:: Supplied material

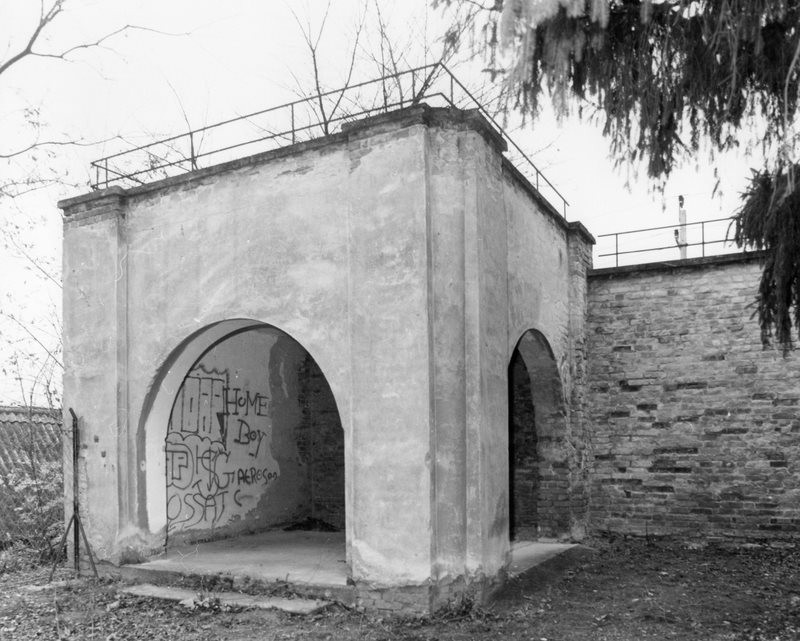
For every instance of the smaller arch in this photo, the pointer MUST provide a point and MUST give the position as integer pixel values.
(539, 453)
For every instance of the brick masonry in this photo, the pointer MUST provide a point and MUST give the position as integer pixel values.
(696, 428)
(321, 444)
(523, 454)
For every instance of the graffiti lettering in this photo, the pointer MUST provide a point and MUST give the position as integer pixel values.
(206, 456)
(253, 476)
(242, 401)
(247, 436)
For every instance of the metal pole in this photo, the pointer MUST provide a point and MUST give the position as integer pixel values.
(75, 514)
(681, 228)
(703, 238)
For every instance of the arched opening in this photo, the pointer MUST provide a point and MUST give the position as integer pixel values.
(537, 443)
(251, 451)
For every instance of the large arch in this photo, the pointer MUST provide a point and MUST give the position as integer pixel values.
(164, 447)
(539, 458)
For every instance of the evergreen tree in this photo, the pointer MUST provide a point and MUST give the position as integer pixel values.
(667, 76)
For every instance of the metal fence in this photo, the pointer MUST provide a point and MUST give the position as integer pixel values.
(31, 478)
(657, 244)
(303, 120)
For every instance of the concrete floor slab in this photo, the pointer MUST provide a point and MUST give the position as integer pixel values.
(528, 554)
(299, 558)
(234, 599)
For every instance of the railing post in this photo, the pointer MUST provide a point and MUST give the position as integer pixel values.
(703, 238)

::::

Write out every line of the listing exactly as written, and leave the pictures out.

For every instance of the smaller arch in this photo, the pointer MUST provide a point and MUST give the position as integer pixel values.
(539, 453)
For every instance of the brick masonry in this photo, the pointer MUST provide a point and MUST give the position as integer pixel values.
(696, 428)
(321, 444)
(523, 454)
For every instance of the graffiti lettering in this photo, the pointer MUST provide a point and MUST give the position as integer pixel values.
(206, 456)
(253, 476)
(242, 401)
(247, 436)
For every instance of the metal pole in this photo, the pointer MUST provide a point and MUST give the position as integer pixel values.
(75, 514)
(681, 228)
(703, 238)
For every instance of the arched opening in this photo, the pointer MUST provide a point and MUST give the position as integer pixel values.
(537, 443)
(251, 451)
For every instance of the large arch in this photo, the pointer MUST provide a point and MUST give the position as integer pixel values.
(164, 447)
(539, 458)
For every instance of the evergreen tree in this photo, the pointer MUST provide a point and MUST give the position as integer pixel values.
(667, 76)
For every instance of the metal fence in this photo, the pointer MUST provide a point and MUST give the position as integer pixel values.
(31, 478)
(657, 244)
(303, 120)
For every instance of the concrete floor slab in this photo, the pointer MUST provide a point and MUST give the position as integer pixel values.
(528, 554)
(299, 558)
(234, 599)
For every instance of the railing post in this photo, the pointer MUST provide a point and MUST give the position as integer pixel values.
(703, 238)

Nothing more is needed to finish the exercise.